#### [Input rows]
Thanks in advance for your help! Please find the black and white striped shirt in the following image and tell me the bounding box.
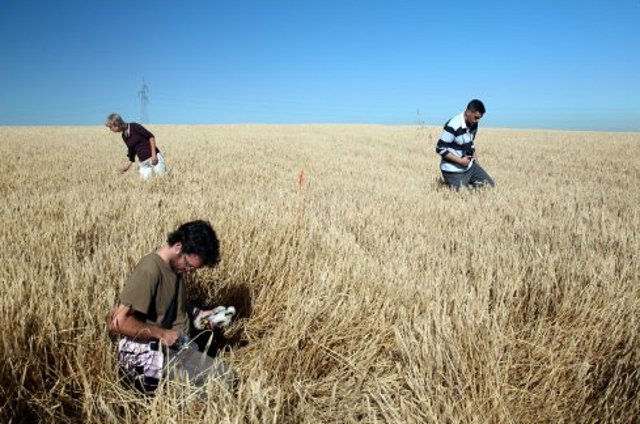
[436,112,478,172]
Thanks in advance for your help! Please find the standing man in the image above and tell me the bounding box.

...

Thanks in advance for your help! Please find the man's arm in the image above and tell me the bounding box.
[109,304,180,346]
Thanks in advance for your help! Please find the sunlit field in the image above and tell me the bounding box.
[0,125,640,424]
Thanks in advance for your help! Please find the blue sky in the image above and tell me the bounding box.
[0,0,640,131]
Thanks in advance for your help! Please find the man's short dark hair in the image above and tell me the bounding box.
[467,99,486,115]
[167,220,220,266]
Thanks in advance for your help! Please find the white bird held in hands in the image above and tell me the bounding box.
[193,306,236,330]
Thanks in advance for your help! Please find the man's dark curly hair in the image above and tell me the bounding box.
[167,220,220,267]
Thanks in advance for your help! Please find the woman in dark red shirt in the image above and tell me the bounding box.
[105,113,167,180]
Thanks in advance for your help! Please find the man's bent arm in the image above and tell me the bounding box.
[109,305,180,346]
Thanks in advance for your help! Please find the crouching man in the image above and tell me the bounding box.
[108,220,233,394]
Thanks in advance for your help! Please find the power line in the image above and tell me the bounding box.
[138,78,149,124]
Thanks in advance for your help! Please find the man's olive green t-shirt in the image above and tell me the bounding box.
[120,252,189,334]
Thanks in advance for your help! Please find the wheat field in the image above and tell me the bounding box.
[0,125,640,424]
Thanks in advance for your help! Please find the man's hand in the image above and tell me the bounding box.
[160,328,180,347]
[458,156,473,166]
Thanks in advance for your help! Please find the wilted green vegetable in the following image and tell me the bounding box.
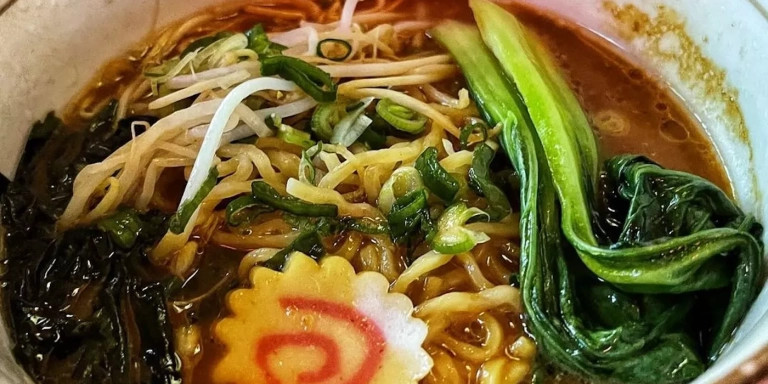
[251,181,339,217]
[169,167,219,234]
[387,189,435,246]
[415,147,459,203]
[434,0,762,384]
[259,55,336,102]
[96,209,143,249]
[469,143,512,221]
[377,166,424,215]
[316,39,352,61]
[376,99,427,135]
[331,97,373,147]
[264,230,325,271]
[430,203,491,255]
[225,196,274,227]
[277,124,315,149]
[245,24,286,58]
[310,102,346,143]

#### [Exercise task]
Could you rewrite the material above, from the line containing "Thanks in advance for your help! Please find the wheat" through the line containing "[310,102,346,143]", as a numbered list, omitting blank lines and leaving out the pictures?

#### [Correct result]
1. Thanks in advance for your help! Please find the wheat field in the image above and tell me the bounding box.
2. [0,125,640,424]
3. Thanks in advance for your help! Please find the man's hand in the image above and tell me the bounding box.
4. [160,328,180,347]
5. [458,156,473,166]
6. Thanks in advance for your help! Please find the wilted green vegetable in the following image and tell me the bounding box.
7. [251,181,339,217]
8. [169,167,219,234]
9. [387,189,435,246]
10. [415,147,459,203]
11. [434,0,762,384]
12. [259,55,336,102]
13. [96,209,143,249]
14. [469,143,512,221]
15. [377,166,424,215]
16. [316,39,352,61]
17. [376,99,427,135]
18. [331,97,373,147]
19. [264,230,325,271]
20. [430,203,491,255]
21. [225,196,274,227]
22. [277,124,315,149]
23. [245,24,286,58]
24. [310,102,346,143]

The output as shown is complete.